╭─ MATERIAL PROVIDED

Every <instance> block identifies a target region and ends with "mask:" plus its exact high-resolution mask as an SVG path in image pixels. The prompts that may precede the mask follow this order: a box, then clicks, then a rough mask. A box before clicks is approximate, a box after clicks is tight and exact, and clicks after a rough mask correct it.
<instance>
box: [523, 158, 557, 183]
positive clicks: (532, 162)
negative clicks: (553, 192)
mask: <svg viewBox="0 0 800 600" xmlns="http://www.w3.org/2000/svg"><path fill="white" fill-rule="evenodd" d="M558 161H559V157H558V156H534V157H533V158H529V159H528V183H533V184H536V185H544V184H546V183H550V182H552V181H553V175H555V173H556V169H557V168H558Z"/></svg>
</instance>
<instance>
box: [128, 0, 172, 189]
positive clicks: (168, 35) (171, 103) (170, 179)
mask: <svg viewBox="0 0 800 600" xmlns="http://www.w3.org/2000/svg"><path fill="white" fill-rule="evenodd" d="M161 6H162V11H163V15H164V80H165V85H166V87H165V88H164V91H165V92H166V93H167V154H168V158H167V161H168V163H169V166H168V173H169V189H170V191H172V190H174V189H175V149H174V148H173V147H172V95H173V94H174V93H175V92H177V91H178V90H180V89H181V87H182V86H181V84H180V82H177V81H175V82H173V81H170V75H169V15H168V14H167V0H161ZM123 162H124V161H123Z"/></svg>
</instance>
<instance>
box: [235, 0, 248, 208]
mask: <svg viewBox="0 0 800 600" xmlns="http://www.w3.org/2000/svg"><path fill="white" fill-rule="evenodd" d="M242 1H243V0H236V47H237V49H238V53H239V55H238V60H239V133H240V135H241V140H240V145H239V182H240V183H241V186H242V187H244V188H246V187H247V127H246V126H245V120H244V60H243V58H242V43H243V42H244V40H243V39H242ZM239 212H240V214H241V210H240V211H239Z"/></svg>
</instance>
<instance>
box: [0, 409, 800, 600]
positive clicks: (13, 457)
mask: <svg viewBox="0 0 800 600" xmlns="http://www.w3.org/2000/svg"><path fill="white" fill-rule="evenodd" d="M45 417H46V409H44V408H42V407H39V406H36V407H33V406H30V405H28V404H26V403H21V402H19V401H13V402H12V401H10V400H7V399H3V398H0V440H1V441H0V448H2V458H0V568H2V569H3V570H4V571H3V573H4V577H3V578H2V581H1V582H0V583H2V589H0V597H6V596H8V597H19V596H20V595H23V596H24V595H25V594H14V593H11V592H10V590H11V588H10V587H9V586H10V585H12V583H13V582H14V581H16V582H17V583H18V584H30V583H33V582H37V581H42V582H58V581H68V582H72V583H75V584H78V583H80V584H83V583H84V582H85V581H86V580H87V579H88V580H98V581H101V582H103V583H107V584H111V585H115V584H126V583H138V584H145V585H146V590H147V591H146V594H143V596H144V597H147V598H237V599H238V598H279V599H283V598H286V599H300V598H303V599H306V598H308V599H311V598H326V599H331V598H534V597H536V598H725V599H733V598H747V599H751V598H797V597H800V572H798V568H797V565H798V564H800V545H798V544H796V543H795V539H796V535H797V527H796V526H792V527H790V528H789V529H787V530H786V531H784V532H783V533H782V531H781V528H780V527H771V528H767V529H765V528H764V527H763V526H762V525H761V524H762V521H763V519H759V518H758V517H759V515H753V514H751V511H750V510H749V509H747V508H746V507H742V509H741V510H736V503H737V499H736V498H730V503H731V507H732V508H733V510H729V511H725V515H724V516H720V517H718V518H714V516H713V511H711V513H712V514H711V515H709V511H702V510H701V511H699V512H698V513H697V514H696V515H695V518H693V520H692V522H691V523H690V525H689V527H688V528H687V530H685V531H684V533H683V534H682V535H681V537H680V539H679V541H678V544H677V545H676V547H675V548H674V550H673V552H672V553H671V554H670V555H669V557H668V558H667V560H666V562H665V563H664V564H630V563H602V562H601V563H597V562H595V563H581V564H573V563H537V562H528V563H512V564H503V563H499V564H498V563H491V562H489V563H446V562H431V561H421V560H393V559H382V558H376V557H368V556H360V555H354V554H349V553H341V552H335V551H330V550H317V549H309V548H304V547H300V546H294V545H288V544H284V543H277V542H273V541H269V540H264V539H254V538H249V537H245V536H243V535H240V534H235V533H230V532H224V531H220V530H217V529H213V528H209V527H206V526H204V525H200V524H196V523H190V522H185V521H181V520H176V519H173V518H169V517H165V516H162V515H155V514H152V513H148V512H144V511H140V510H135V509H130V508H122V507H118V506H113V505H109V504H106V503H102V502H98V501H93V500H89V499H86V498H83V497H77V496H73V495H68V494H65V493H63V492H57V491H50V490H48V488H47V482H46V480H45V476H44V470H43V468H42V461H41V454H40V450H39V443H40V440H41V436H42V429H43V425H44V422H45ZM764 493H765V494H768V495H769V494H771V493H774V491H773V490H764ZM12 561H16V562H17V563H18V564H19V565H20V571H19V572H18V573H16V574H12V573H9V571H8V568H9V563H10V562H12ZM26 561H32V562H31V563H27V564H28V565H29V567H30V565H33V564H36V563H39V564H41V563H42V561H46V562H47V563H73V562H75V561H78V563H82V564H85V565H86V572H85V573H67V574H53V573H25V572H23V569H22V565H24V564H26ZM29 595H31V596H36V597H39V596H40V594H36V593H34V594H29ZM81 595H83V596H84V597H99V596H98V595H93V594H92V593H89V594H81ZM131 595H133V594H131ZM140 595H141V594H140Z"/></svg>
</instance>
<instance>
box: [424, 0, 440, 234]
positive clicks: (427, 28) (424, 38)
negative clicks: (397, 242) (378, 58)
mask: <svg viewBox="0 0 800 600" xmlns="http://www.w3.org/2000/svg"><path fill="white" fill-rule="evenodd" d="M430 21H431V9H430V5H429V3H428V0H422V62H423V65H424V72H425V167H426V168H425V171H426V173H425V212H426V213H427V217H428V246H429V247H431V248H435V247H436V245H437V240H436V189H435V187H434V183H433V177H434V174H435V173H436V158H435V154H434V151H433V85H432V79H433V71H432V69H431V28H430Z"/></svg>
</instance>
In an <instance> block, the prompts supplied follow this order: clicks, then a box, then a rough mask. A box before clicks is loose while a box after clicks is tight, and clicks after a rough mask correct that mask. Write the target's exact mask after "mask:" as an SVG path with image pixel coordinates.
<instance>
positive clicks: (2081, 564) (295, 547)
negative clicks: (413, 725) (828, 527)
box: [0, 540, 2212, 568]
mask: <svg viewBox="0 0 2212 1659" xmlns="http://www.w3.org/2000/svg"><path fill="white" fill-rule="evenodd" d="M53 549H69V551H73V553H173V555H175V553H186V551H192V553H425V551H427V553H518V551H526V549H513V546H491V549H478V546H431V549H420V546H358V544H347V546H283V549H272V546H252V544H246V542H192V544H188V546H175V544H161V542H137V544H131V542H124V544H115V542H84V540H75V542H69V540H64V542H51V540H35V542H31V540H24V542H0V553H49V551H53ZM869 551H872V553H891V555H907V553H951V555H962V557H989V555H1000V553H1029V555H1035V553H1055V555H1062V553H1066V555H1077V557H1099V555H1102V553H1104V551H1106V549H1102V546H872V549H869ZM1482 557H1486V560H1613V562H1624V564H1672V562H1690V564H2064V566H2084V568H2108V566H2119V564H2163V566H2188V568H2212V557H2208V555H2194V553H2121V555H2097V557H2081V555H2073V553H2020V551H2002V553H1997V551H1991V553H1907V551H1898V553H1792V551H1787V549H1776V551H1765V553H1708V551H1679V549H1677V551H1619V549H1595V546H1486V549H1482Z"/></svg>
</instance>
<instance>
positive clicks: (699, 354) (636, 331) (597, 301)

╰─

*TASK ITEM*:
Make an exact copy of all the lines above.

*ANSWER SECTION*:
Every <instance> block identifies a target region and ends with "mask:" plus its exact high-resolution mask as an SVG path in image pixels. The prompts that may precede the mask follow this order: a box, then clicks, then a rough mask. A box before clicks is approximate, a box after clicks is tight and exact, and clicks after a rough mask correct it.
<instance>
box: [523, 158, 557, 183]
positive clicks: (532, 162)
negative clicks: (553, 192)
mask: <svg viewBox="0 0 800 600" xmlns="http://www.w3.org/2000/svg"><path fill="white" fill-rule="evenodd" d="M558 161H559V157H558V156H534V157H533V158H529V159H528V183H533V184H536V185H544V184H546V183H550V182H552V181H553V175H555V173H556V169H557V168H558Z"/></svg>
</instance>
<instance>
box: [128, 0, 172, 189]
positive clicks: (168, 35) (171, 103) (170, 179)
mask: <svg viewBox="0 0 800 600" xmlns="http://www.w3.org/2000/svg"><path fill="white" fill-rule="evenodd" d="M161 6H162V11H163V15H164V80H165V85H166V87H165V88H164V91H165V92H166V93H167V154H168V158H167V161H168V163H169V166H168V173H169V189H170V191H172V190H174V189H175V149H174V148H173V147H172V95H173V94H174V93H175V92H177V91H178V90H180V89H181V87H182V86H181V84H180V82H177V81H175V82H173V81H170V75H169V15H168V14H167V0H161ZM123 162H124V161H123Z"/></svg>
</instance>
<instance>
box: [235, 0, 248, 208]
mask: <svg viewBox="0 0 800 600" xmlns="http://www.w3.org/2000/svg"><path fill="white" fill-rule="evenodd" d="M242 1H243V0H236V47H237V49H238V53H239V55H238V60H239V133H240V135H241V140H240V145H239V182H240V183H241V186H242V187H244V188H246V187H247V127H246V126H245V120H244V60H243V58H242V43H243V42H244V40H243V39H242ZM239 212H240V214H241V210H240V211H239Z"/></svg>
</instance>
<instance>
box: [0, 409, 800, 600]
positive clicks: (13, 457)
mask: <svg viewBox="0 0 800 600" xmlns="http://www.w3.org/2000/svg"><path fill="white" fill-rule="evenodd" d="M45 417H46V409H44V408H42V407H39V406H36V407H33V406H30V405H28V404H26V403H21V402H19V401H13V402H12V401H10V400H7V399H3V398H0V440H1V441H0V448H2V458H0V568H2V569H3V570H4V571H3V573H4V577H3V578H2V581H1V582H0V583H2V589H0V597H6V596H8V597H19V596H20V595H23V596H24V595H25V594H14V593H11V592H10V590H11V588H10V587H9V586H10V585H12V583H13V582H14V581H16V582H17V583H18V584H30V583H33V582H37V581H42V582H58V581H68V582H72V583H75V584H78V583H80V584H83V583H84V582H85V581H86V580H87V579H88V580H98V581H101V582H103V583H107V584H111V585H115V584H126V583H138V584H145V585H146V590H147V591H146V594H143V596H144V597H147V598H237V599H238V598H279V599H283V598H286V599H300V598H303V599H306V598H308V599H311V598H326V599H331V598H534V597H536V598H725V599H733V598H747V599H751V598H797V597H800V572H798V568H797V565H798V564H800V545H798V544H796V543H795V539H796V535H797V527H796V526H792V527H790V528H789V529H787V530H786V531H784V532H783V533H782V531H781V528H780V527H771V528H767V529H765V528H764V527H763V526H762V525H761V524H762V521H763V519H759V518H758V517H759V515H753V514H751V511H750V510H749V509H747V508H746V507H742V509H741V510H736V503H737V499H736V498H730V503H731V507H732V508H733V510H729V511H725V515H724V516H720V517H718V518H714V516H713V511H711V513H712V514H711V515H709V511H702V510H701V511H699V512H698V513H697V514H696V515H695V518H693V520H692V522H691V523H690V525H689V527H688V528H687V530H685V531H684V533H683V534H682V535H681V537H680V539H679V541H678V544H677V545H676V547H675V548H674V550H673V552H672V553H671V554H670V555H669V557H668V558H667V560H666V562H665V563H664V564H630V563H602V562H601V563H597V562H595V563H581V564H573V563H537V562H528V563H512V564H503V563H499V564H498V563H491V562H489V563H446V562H431V561H421V560H393V559H382V558H376V557H368V556H360V555H354V554H349V553H341V552H335V551H330V550H317V549H309V548H304V547H300V546H294V545H288V544H284V543H277V542H273V541H269V540H264V539H254V538H249V537H245V536H243V535H240V534H235V533H230V532H224V531H220V530H217V529H213V528H209V527H206V526H204V525H200V524H196V523H190V522H185V521H181V520H176V519H173V518H169V517H165V516H162V515H155V514H152V513H148V512H144V511H140V510H135V509H130V508H122V507H118V506H113V505H109V504H106V503H102V502H98V501H93V500H89V499H86V498H83V497H77V496H73V495H68V494H65V493H63V492H57V491H50V490H48V488H47V482H46V480H45V476H44V470H43V468H42V461H41V454H40V450H39V443H40V440H41V436H42V429H43V425H44V422H45ZM764 493H765V494H768V495H769V494H771V493H774V491H773V490H764ZM12 561H16V562H17V563H18V564H19V565H20V571H19V572H18V573H16V574H12V573H9V571H8V568H9V563H10V562H12ZM26 561H32V562H31V563H27V564H28V565H29V567H30V565H33V564H36V563H39V564H41V563H42V561H46V562H47V563H73V562H75V561H78V563H82V564H85V565H86V572H85V573H67V574H53V573H25V572H23V569H22V565H24V564H26ZM29 595H31V596H36V597H39V596H40V594H36V593H34V594H29ZM81 595H83V596H84V597H99V596H98V595H93V594H92V593H89V594H81ZM131 595H133V594H131ZM140 595H141V594H140Z"/></svg>
</instance>
<instance>
box: [424, 0, 440, 234]
positive clicks: (427, 28) (424, 38)
negative clicks: (397, 242) (378, 58)
mask: <svg viewBox="0 0 800 600" xmlns="http://www.w3.org/2000/svg"><path fill="white" fill-rule="evenodd" d="M430 21H431V9H430V5H429V3H428V0H422V62H423V65H424V72H425V167H426V168H425V171H426V173H425V212H426V213H427V217H428V246H429V247H431V248H435V247H436V245H437V240H436V189H435V187H434V183H433V177H434V174H435V173H436V158H435V154H434V151H433V85H432V79H433V71H432V69H431V28H430Z"/></svg>
</instance>
In an <instance> block, the prompts supplied follow this order: clicks, then a box, then a rough mask. A box before clicks is loose while a box after clicks is tight, and clicks after a rough mask correct that mask. Write the target's exact mask after "mask:" as an SVG path with image pixel coordinates.
<instance>
positive clicks: (2081, 564) (295, 547)
negative clicks: (413, 725) (828, 527)
box: [0, 540, 2212, 568]
mask: <svg viewBox="0 0 2212 1659" xmlns="http://www.w3.org/2000/svg"><path fill="white" fill-rule="evenodd" d="M53 549H69V551H73V553H173V555H175V553H186V551H192V553H425V551H427V553H518V551H526V549H513V546H491V549H478V546H431V549H420V546H358V544H347V546H283V549H272V546H252V544H246V542H192V544H188V546H175V544H161V542H137V544H131V542H124V544H115V542H84V540H75V542H69V540H64V542H51V540H35V542H31V540H24V542H0V553H49V551H53ZM869 551H872V553H891V555H907V553H951V555H962V557H989V555H1000V553H1029V555H1035V553H1055V555H1062V553H1066V555H1077V557H1099V555H1102V553H1104V551H1106V549H1102V546H872V549H869ZM1482 557H1486V560H1613V562H1624V564H1672V562H1690V564H2064V566H2084V568H2108V566H2119V564H2163V566H2188V568H2212V557H2208V555H2194V553H2121V555H2097V557H2081V555H2073V553H2020V551H2002V553H1997V551H1991V553H1907V551H1898V553H1792V551H1787V549H1776V551H1765V553H1708V551H1679V549H1677V551H1619V549H1595V546H1486V549H1482Z"/></svg>
</instance>
<instance>
positive clicks: (699, 354) (636, 331) (597, 301)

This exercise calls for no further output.